_WHAT THIS EXERCISE ASKS_
**A.** List every film or franchise title mentioned in the text about the Nightmare on Elm Street franchise.
**B.** Copy the passage of the Nightmare on Elm Street text between "By 1984, this" and "with subsequent films.", inclusive, swapping "theaters" for "cinemas".
**C.** Extend the text about the Nightmare on Elm Street franchise, picking up after its final sentence.
--- Start TEXT SEGMENT ---
Like all the early horror franchises that started in the late 70s-early 80s, A Nightmare on Elm Street was never intended to be a multi-film franchise—at least by its creators. Wes Craven originally conceived of an ending that was a bit more definitive: Nancy kills Freddy, wakes up to discover the whole incident had been a dream. Whether or not you would have preferred that concept, New Line producer Robert Shaye insisted that the film have a twist ending to keep a franchise possibility open.
By 1984, this was the trend. Halloween and Friday the 13th had both released two massively popular and successful sequels [well, OK, Season of the Witch may not fit that description exactly] by the time Nightmare hit theaters. When the eventual fake out ending was used, Craven decided he didn’t want to be involved with subsequent films.
It would have been amazing to see a Nightmare franchise that was led [or at least had ongoing input] from Craven, but that is an alternate timeline. Based on what we got, this series still stacks up favorably with any other major horror franchise. Sure, there are peaks and valleys throughout the subsequent six films, but the viewing experience on whole is much preferable to the similar journey I took last year when we covered Halloween.
--- End TEXT SEGMENT ---
--- Start PROVIDED DATA ---
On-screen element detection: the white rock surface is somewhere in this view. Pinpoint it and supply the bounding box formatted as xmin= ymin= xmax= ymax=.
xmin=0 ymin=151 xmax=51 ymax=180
--- End PROVIDED DATA ---
_THE ANSWERS_
**A.** A Nightmare on Elm Street, Halloween, Friday the 13th, Season of the Witch

**B.**
By 1984, this was the trend. Halloween and Friday the 13th had both released two massively popular and successful sequels [well, OK, Season of the Witch may not fit that description exactly] by the time Nightmare hit cinemas. When the eventual fake out ending was used, Craven decided he didn’t want to be involved with subsequent films.

**C.**
At the end of the day that is solely because of the films’ central character, Freddy Krueger. His strange personality and ability to speak with his victims set him apart from his contemporaries from the very beginning. No matter the rules that were broken or the tones that dramatically changed, Freddy is simply more pliable than Michael or Jason, horror icons that could only be pushed so far because of the simple characteristics that initially made them great.
Personally, I hadn’t revisited many of the Nightmare sequels in many years—not since Freddy vs. Jason was released in 2003—so this was a fun little journey back down Elm Street.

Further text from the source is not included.